> [Task requirements]: Arrange every line of the records below as a Markdown table with two columns, No. for the row number and Text for the line, leaving out blank lines. Leave the pictures out of the table.

> [Dataset records]:
----

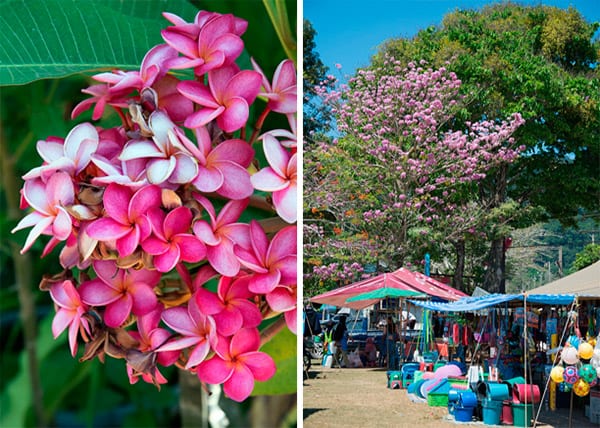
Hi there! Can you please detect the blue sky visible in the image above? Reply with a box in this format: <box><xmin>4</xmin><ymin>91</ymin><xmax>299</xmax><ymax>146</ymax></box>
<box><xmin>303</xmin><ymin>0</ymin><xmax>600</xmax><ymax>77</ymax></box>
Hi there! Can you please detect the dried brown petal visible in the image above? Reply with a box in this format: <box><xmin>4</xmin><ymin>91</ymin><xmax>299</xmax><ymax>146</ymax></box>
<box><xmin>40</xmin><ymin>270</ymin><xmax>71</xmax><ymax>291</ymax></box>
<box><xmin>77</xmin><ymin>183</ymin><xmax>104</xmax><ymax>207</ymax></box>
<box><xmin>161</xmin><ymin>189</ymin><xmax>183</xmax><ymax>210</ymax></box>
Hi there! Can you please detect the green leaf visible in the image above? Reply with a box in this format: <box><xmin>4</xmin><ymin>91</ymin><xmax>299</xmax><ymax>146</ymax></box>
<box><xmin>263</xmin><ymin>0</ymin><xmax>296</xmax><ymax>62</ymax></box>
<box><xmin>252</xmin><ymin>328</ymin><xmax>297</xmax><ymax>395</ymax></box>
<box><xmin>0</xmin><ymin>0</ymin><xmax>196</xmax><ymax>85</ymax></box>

----

> [Correct answer]:
| No. | Text |
|---|---|
| 1 | Hi there! Can you please detect the blue sky visible in the image above? Reply with a box in this format: <box><xmin>4</xmin><ymin>91</ymin><xmax>299</xmax><ymax>146</ymax></box> |
| 2 | <box><xmin>303</xmin><ymin>0</ymin><xmax>600</xmax><ymax>77</ymax></box> |
| 3 | Hi there! Can you please detect the dried brown petal visible in the image above? Reply with a box in this format: <box><xmin>4</xmin><ymin>91</ymin><xmax>299</xmax><ymax>146</ymax></box> |
| 4 | <box><xmin>40</xmin><ymin>270</ymin><xmax>71</xmax><ymax>291</ymax></box> |
| 5 | <box><xmin>77</xmin><ymin>183</ymin><xmax>104</xmax><ymax>207</ymax></box> |
| 6 | <box><xmin>161</xmin><ymin>189</ymin><xmax>183</xmax><ymax>210</ymax></box> |
| 7 | Hi there! Can you please detect the green leaf visible in the image above? Reply with a box in this format: <box><xmin>4</xmin><ymin>91</ymin><xmax>299</xmax><ymax>146</ymax></box> |
| 8 | <box><xmin>263</xmin><ymin>0</ymin><xmax>296</xmax><ymax>62</ymax></box> |
| 9 | <box><xmin>252</xmin><ymin>328</ymin><xmax>297</xmax><ymax>395</ymax></box> |
| 10 | <box><xmin>0</xmin><ymin>0</ymin><xmax>196</xmax><ymax>85</ymax></box> |